Aim of the exercise: Retype exactly the lines of the material below, from the one containing "Objective: one point per instance of the oven knob" through the last, with both ends kept.

The input:

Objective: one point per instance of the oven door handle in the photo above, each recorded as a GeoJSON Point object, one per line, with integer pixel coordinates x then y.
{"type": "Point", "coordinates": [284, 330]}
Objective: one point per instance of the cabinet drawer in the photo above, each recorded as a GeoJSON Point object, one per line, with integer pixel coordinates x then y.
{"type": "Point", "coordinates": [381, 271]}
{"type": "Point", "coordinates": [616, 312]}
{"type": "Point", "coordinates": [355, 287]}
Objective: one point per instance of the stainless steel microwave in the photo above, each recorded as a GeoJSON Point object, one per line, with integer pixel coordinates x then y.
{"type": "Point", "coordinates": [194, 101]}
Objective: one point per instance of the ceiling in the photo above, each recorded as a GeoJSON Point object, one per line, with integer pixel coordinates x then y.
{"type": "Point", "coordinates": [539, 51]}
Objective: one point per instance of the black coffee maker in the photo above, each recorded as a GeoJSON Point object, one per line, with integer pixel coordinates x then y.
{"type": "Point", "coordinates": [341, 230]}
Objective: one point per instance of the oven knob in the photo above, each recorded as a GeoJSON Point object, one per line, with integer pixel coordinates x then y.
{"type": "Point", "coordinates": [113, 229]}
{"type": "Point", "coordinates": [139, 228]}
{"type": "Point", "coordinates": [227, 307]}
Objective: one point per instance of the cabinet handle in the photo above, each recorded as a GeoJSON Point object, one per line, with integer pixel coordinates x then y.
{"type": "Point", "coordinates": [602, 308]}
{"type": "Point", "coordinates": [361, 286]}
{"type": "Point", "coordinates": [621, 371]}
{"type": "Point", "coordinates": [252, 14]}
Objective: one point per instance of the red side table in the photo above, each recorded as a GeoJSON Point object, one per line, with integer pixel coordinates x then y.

Answer for the task:
Objective: one point per instance of the oven knob in the photo above, each recorded as a GeoJSON Point object, one per line, with integer pixel coordinates x then y.
{"type": "Point", "coordinates": [113, 229]}
{"type": "Point", "coordinates": [139, 228]}
{"type": "Point", "coordinates": [227, 307]}
Objective: one point per instance of the cabinet handle in the photo above, each recorded as a GeoJSON Point object, one per line, with integer pixel coordinates x then y.
{"type": "Point", "coordinates": [602, 308]}
{"type": "Point", "coordinates": [361, 286]}
{"type": "Point", "coordinates": [621, 371]}
{"type": "Point", "coordinates": [252, 14]}
Objective: one point per instance of the red side table in the photo above, each recorded as a GeoJSON Point object, one per line, with integer pixel coordinates x then y.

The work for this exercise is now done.